*WHAT THE TASK ASKS*:
Nothing but the lines from the line with "In the photo above, where can the elastic" through the end of the data is to be copied, and each is to be copied exactly.

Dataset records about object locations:
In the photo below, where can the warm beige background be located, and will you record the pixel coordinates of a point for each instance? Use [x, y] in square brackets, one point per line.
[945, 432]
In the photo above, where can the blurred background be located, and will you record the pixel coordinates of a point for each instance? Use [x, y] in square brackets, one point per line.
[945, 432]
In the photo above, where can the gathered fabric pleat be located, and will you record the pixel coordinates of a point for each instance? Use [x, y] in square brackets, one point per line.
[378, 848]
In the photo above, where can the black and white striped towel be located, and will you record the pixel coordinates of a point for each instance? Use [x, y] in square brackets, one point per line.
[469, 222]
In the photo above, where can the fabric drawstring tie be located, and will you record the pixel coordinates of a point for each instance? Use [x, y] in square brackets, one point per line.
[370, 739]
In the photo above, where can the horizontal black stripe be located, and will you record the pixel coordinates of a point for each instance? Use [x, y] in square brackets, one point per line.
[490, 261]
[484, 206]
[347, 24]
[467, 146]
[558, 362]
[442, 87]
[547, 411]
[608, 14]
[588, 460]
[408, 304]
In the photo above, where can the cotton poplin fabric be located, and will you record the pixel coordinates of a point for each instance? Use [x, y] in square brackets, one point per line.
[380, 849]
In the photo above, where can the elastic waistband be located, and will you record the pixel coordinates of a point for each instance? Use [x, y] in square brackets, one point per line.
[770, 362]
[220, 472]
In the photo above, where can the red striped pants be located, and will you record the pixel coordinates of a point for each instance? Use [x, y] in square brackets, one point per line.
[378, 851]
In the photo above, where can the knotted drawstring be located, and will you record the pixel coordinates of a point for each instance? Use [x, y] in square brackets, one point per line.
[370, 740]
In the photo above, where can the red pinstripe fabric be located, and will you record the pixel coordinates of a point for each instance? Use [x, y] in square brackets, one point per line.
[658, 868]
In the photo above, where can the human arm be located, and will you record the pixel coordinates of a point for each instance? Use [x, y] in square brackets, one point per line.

*TASK ANSWER*:
In the photo above, where can the elastic waistband be located, and will you record the pixel coordinates of a point for each instance? Use [x, y] in square brackets, one point per line.
[770, 362]
[220, 472]
In the photo above, where can the red striped pants be located, and will you record the pixel coordinates of a point for each instance? Use [x, y] in square brackets, one point per line.
[378, 851]
In the photo above, where can the knotted drawstring be located, and will you record the pixel coordinates of a point for each instance? Use [x, y] in square brackets, one point per line.
[370, 740]
In the photo above, where can the red pinstripe fabric be located, and will you record the pixel coordinates of a point for each instance? Use [x, y] in square brackets, one point per line.
[658, 868]
In the photo above, where can the human arm be located, and will you record the pixel coordinates of a point for each instance? Use [x, y] in square brackets, one point per line.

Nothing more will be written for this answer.